__Task instructions__.
Could you copy out every entry below word for word, leaving the pictures out?

· · · ·

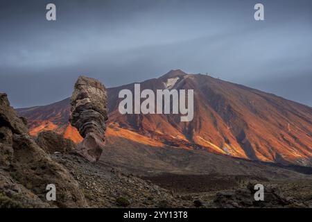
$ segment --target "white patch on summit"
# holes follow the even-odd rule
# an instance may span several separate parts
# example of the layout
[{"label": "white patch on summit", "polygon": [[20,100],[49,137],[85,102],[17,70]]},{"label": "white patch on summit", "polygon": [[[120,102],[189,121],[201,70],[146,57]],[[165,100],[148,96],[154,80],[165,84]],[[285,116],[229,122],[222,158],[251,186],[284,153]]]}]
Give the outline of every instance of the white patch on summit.
[{"label": "white patch on summit", "polygon": [[175,83],[179,79],[179,77],[168,78],[167,81],[166,83],[164,83],[164,84],[167,89],[170,89],[175,86]]}]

· · · ·

__Final result__.
$ segment --target "white patch on summit"
# holes follow the even-odd rule
# an instance may span several separate parts
# example of the layout
[{"label": "white patch on summit", "polygon": [[20,100],[49,137],[85,102],[17,70]]},{"label": "white patch on summit", "polygon": [[[120,102],[189,121],[201,70],[146,57]],[[165,100],[148,96],[154,80],[165,84]],[[285,116],[229,122],[222,158],[251,186],[284,153]]]}]
Give the outline of every instance of the white patch on summit.
[{"label": "white patch on summit", "polygon": [[175,83],[179,79],[179,77],[168,78],[167,81],[166,83],[164,83],[164,84],[167,89],[170,89],[175,86]]}]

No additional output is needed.